Do giz ao G8

“Quem possui consciência — quem sabe do ser-aí, do seu estar-no-mundo reflexivo — passa a enxergar o mundo globalizado como plástico, fútil e vazio, incapaz de resolver os problemas que cria. É nesse vazio que se busca a razão existencial: na própria identidade, no que faz de si e de seus pares singulares, como estelas que iluminam o universo.”

– Yukihiro Aoyagi

1. O ofício da crítica

Completo dez anos na cátedra de História. Escolhi este caminho carregando muitas dúvidas – e foi um sábio professor quem me disse: “Meu papel não é apontar soluções, mas criticar”. Desde então, tenho conduzido meu ofício assim: professor de História e, ao mesmo tempo, crítico da vida.

Construir uma crítica não é fácil. Exige abandonar as paixões juvenis, compreender o mundo como foi – ou como é – e buscar uma percepção ponderada da realidade que nos cerca. Antes de seguir, peço desculpas aos leitores cristãos e sensíveis: às vezes, a História precisa ser contada com violência e ruptura, porque a verdade nem sempre é confortável.

Aprendi a amar as aulas de Introdução à História, comuns nas séries iniciais, mas o desafio maior veio nas séries finais, onde o raciocínio se torna mais complexo e exige maturidade que os adolescentes ainda estão formando. Alguns atingem esse nível mais tarde, e reencontrá-los nos corredores da vida é um dos maiores presentes desta profissão.

2. Japão e o dilema da fé estrangeira

Em uma dessas aulas avançadas, mergulhamos nas grandes navegações: marinheiros valentes enfrentando mares revoltos para chegar ao Oriente. Entre temperos indianos e porcelanas chinesas, os livros didáticos narram a chegada de portugueses e holandeses ao Japão – e a perseguição aos cristãos católicos pelo xogunato Tokugawa.

O passado, porém, não se deixa julgar com os olhos do presente. Já foi “julgado” em seu tempo. Podemos apenas condenar o que ainda persiste. O resto é o crime historiográfico do anacronismo. Não espero que adolescentes de quinze anos absorvam plenamente essa ideia. Ainda assim, quando uma aula menciona o best-seller japonês Chinmoku (Silêncio), de Shusaku Endo, ou o filme de Martin Scorsese, percebo o surgimento de um entusiasmo crítico – e, por alguns minutos, minha sala se transforma em uma corte revolucionária.

Admiro essa paixão juvenil, mas insisto na reflexão: “pensem antes de falar”, digo sempre. A historiografia nos obriga a recordar o triste destino daqueles homens, mas o raciocínio menos passional nos permite discernir que o xogunato Tokugawa compreendeu — com a sagacidade de quem sobrevivera a guerras civis — que a fé trazida do além-mar poderia ser manipulada como instrumento político. Já antes, alguns daimyos convertidos ao cristianismo negociavam com portugueses — armas em troca de escravizados —, provocando desequilíbrios que ameaçavam a estabilidade do arquipélago.

==============================

▶ _A tarefa_
Segundo o trecho, há quanto tempo quem narra ocupa a cátedra de História? Os itens vêm de uma fonte diferente da do trecho.

▶ _Itens fornecidos_
==============================

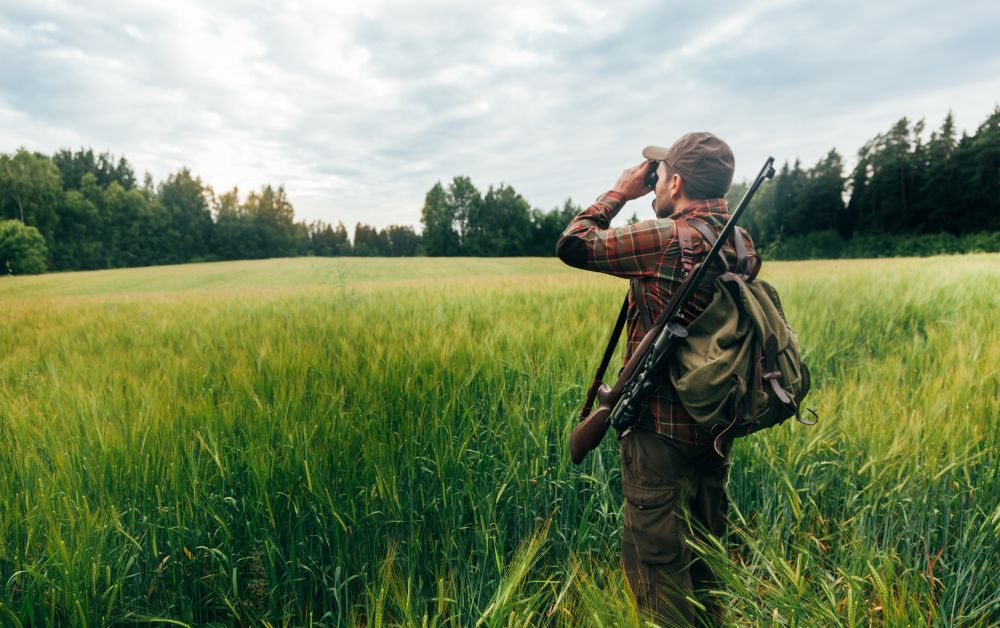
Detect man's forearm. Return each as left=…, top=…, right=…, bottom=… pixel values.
left=556, top=190, right=625, bottom=268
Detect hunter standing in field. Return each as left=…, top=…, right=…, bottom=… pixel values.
left=557, top=133, right=755, bottom=625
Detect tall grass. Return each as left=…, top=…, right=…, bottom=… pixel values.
left=0, top=255, right=1000, bottom=626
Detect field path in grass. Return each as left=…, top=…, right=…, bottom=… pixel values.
left=0, top=255, right=1000, bottom=626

==============================

▶ _Exercício resolvido_
Há dez anos.